### Supplied text
# Bela Bartok iis far away incredible atmospheric quintescent classical of 20'' century



## deprofundis (Apr 25, 2014)

Im listening to Bartok-ian effort, woork of art i might had, bartok has his own kind of pure entamed magic a healty dose of fantasy and ,,,aatmosphere that will blown you away.

Bluebeard castle spark interrest in me toward opera, im listening to it , and it's wonderfull, i havee thiis naxos brewed and Bnf brewed (old brewed in old country 

:tiphat:


----------



## mbhaub (Dec 2, 2016)

The Wooden Prince and an early, Straussian tone poem, Kossuth, give lie to the common belief that Bartok couldn't or wouldn't write music people could like. Yes, some of his piano music is dry and annoying to me, but there's so much great music besides Concerto for Orchestra.


----------



## brianvds (May 1, 2013)

His string quartets are rather thorny, but a lot of his work is actually quite approachable: the last two piano concertos, the Music for Strings, Percussion and Celesta, a great deal of the solo piano music, etc.

And check out the Divertimento for strings:


----------



## KenOC (Mar 7, 2011)

### Data extract
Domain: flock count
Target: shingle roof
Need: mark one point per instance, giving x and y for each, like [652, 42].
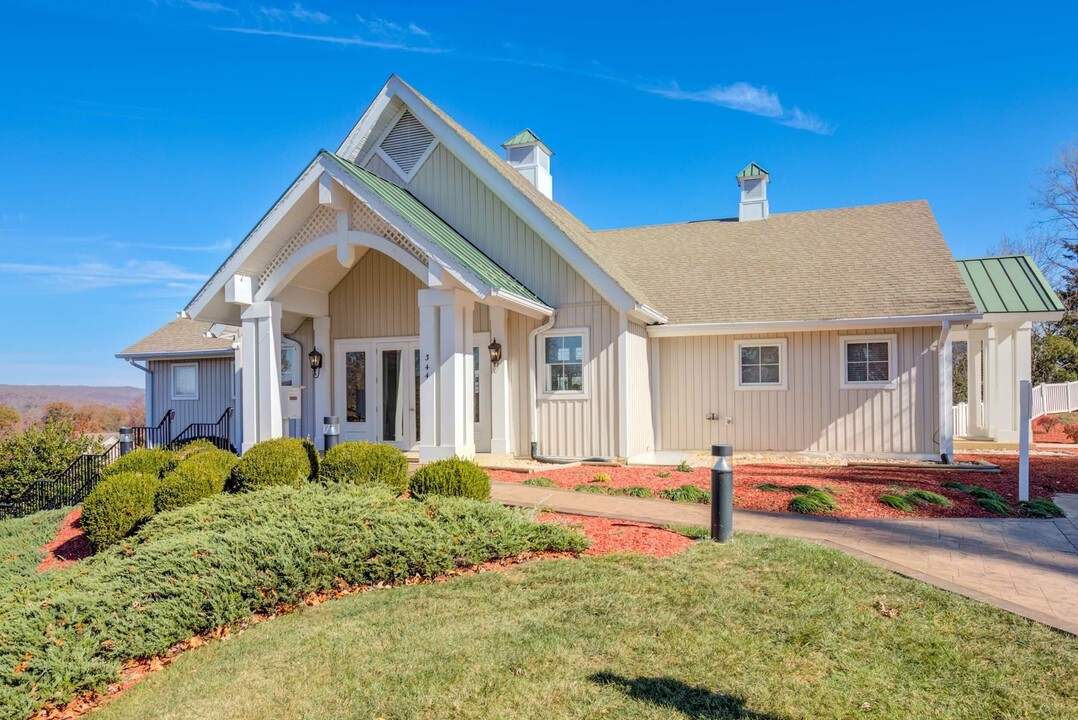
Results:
[860, 262]
[182, 336]
[425, 219]
[1011, 284]
[565, 221]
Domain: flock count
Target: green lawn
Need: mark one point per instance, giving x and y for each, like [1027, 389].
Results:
[760, 628]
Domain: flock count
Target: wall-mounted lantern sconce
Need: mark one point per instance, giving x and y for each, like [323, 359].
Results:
[316, 361]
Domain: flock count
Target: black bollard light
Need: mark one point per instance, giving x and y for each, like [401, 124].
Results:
[331, 432]
[126, 444]
[722, 494]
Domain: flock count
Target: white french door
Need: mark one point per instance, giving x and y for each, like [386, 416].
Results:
[376, 390]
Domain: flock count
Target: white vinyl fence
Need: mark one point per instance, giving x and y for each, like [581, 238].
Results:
[1047, 400]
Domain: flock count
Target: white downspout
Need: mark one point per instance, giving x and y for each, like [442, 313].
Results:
[533, 381]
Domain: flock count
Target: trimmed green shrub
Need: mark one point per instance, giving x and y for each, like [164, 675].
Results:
[897, 501]
[279, 461]
[199, 476]
[995, 506]
[152, 462]
[116, 507]
[927, 498]
[687, 494]
[453, 478]
[816, 502]
[218, 562]
[362, 464]
[1040, 508]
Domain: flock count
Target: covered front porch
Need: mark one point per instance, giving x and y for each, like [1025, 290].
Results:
[406, 319]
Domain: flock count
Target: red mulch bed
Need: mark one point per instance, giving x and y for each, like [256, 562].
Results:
[618, 536]
[857, 490]
[68, 547]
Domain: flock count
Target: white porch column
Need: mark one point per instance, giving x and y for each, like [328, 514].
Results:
[500, 411]
[249, 382]
[321, 389]
[947, 392]
[451, 313]
[262, 412]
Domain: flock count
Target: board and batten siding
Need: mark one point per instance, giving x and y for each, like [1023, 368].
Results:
[641, 437]
[215, 392]
[698, 375]
[566, 428]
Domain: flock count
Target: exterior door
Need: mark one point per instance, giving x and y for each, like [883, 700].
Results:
[481, 390]
[397, 405]
[354, 377]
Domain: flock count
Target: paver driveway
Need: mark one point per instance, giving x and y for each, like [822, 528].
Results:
[1025, 566]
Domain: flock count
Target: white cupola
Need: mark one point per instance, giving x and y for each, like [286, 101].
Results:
[754, 182]
[530, 156]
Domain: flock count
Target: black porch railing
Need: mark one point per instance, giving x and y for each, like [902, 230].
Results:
[219, 433]
[160, 435]
[70, 487]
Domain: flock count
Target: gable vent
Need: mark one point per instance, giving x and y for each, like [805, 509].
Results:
[406, 143]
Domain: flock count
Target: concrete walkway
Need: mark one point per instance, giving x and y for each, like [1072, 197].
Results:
[1028, 567]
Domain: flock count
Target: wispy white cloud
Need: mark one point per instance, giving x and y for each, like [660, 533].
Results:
[339, 40]
[298, 12]
[94, 275]
[745, 97]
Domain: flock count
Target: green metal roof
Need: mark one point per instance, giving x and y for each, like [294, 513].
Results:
[440, 232]
[1010, 284]
[752, 170]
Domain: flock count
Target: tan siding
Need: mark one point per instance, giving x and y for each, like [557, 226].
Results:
[570, 428]
[696, 376]
[640, 429]
[215, 392]
[376, 299]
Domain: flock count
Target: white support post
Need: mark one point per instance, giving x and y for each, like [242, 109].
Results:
[321, 389]
[1025, 428]
[500, 393]
[249, 383]
[947, 393]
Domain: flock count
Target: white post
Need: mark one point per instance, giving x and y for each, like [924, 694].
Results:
[322, 398]
[947, 395]
[1025, 403]
[500, 412]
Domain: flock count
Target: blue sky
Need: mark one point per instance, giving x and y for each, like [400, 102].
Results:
[140, 140]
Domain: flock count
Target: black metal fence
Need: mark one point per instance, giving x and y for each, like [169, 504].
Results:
[159, 435]
[219, 433]
[70, 487]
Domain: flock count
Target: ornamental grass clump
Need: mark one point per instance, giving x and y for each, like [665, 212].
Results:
[815, 502]
[199, 476]
[280, 461]
[116, 507]
[687, 494]
[363, 464]
[151, 462]
[219, 562]
[452, 478]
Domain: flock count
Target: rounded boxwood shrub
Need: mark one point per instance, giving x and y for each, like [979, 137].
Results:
[453, 476]
[199, 476]
[116, 506]
[154, 462]
[362, 464]
[279, 461]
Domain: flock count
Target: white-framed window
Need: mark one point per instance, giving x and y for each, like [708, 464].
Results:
[868, 361]
[184, 376]
[289, 363]
[564, 356]
[761, 363]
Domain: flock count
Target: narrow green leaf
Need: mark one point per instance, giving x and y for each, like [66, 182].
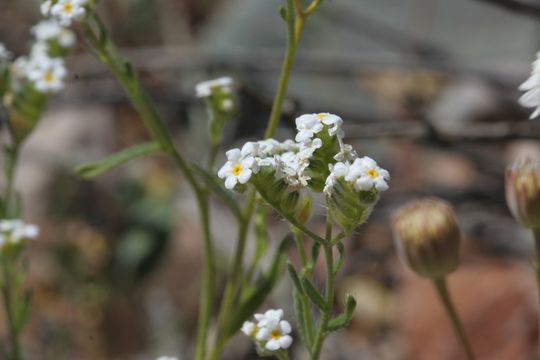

### Stated exercise A
Answer these from the Bartók thread:
(i) Which work by Bartók sparked the first poster's interest in opera?
(ii) What early tone poem does mbhaub describe as "Straussian"?
(iii) Which of Bartók's works does brianvds call "rather thorny"?
### Stated exercise B
Extend the Bartók thread by writing the post that follows its last heading.
The items have no connection to the Bartók thread.

### Exercise answer A
(i) Bluebeard's Castle
(ii) Kossuth
(iii) His string quartets

### Exercise answer B
I've always enjoyed the Divertimento for String Orchestra. But the shadows get deep in the middle movement.


----------



## Star (May 27, 2017)

Listen to the second piano concerto. Favourite Bartok work for me ever since I heard Anda play it in concert many years ago


----------



## CnC Bartok (Jun 5, 2017)

Piano Concerto No.2 was the first Bartok piece I ever heard. Geza Anda for me as well! Totally hooked ever since, and he's my favourite composer (after Beethoven!). I think the only pieces of Bartok's I don't really get on with are the Wooden Prince and the First Violin Sonata.

The Violin Concerto (No.2) should also get a prominent mention, at this point in his career he was starting to head towards the clarity and approachability of the Concerto for Orchestra. 

Beyond the Quartets, the Sonata for two Pianos and Percussion is an out and out masterpiece.

Hidden away and rarely thought of as key, his choral works are simply wonderful. The Cantata profana is beautiful, and a major work. Also some of his a capella choral pieces, like the 27 Choruses, or the Village Scenes or From Olden Times really deserve to be heard.

Genius.


----------



## Jacck (Dec 24, 2017)

Bartok is great, but my favorite 20th century composer is probably Hindemith, followed by Shostakovich. I also found great appreciation for Schoenberg lately. His piano concerto is a masterpiece. Pity he composed relatively little (just one piano concerto, one violin concerto, 4 quartets etc)


----------



## joen_cph (Jan 17, 2010)

Some recordings milden the thorny or dry aspects of parts of his music - Kocsis or Perahia in the solo piano works, the Vermeer4 in the string quartets, etc. A good dose of Roma-passion (or impressionist delicacy in some of the early works) usually helps.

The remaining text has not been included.